- _Excerpted passage_:
= = =
289. . - Many PEG elements can be converted into these well-behaved
290. . regular expressions.
291. . - PEG repetition is just regular expression repetition with
292. . a wrapper around it that says "match as many characters
293. . as possible".
294. . - PEG ordered choice can be lowered into regular expression
295. . unordered choice, which can then be converted into DFAs:
296. . I suspect that this is true: (uv/xy)c == (uv|(^(uv)&xy))c
297. . (or, by De Morgan's law: (uv/xy)c == (uv|(^(uv|^(xy))))c )
298. . & is intersection.
299. . ^ is negation.
300. . Each letter (u,v,x,y,c) can be a subexpression
301. . (non-recursive).
302. . - PEG label matching can be inlined up to the point where
303. . recursion occurs, thus allowing more elements to be
304. . considered for DFA conversion.
305. . - etc.
306.  
307. .- The parser would be defined using a PEG (most likely using Pegged
308. . specifically).
309. . - Although Pegged is an awesome achievement, I suspect its output
310. . could be improved considerably. The templated code it
311. . generates is slow to compile and ALWAYS allocates parse
312. . tree nodes at every symbol.
313. . - I want to experiment with making Pegged (or a branch of it) emit
314. . DFA/Packrat parser hybrids. This could be done by making a
315. . version of Pegged that uses the aforementioned
316. . parser-generator API to create its parsers.
317. . - Design principle: avoid memory allocations like the plague.
318. . The output should be a well-pruned AST, and not just a parse
319. . tree that causes a bunch of allocations and needs massaging to
320. . become useful.
321. . - I really like Pegged and would contribute this stuff upward, if
322. . accepted.
323.  
324. .- When hacking on xdc, you don't need to be aware of WHEN your code
325. . code gets executed in semantic analysis. The dependency analysis
326. . will guarantee that it always gets performed both
327. . (a) when it's needed, and (b) when it has what it needs.
328. . - This is what the "consumes" and "produces" variables are all
329. . about in the above example.
330.
= = =
- _Collected data_:
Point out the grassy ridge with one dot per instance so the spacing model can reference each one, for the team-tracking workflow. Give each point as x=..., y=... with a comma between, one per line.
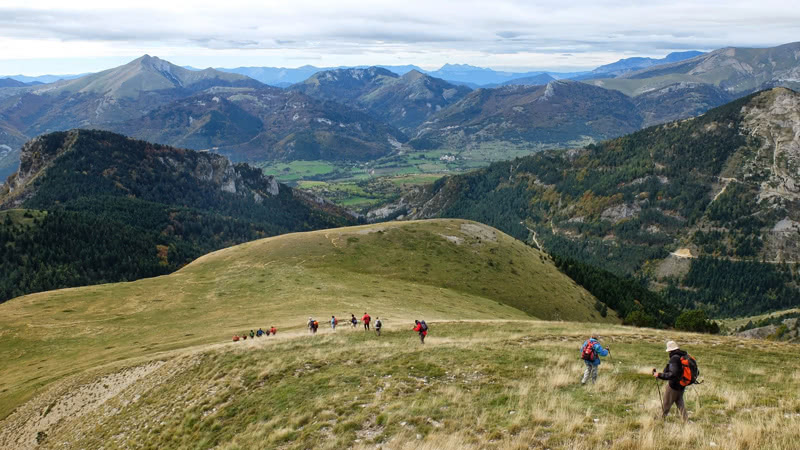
x=447, y=269
x=514, y=383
= = =
- _Direction_:
Revise the parser design notes, everything from "317. . - Design" down to "320. . become useful.", so that "compact" stands in place of "well-pruned".

- _Result_:
317. . - Design principle: avoid memory allocations like the plague.
318. . The output should be a compact AST, and not just a parse
319. . tree that causes a bunch of allocations and needs massaging to
320. . become useful.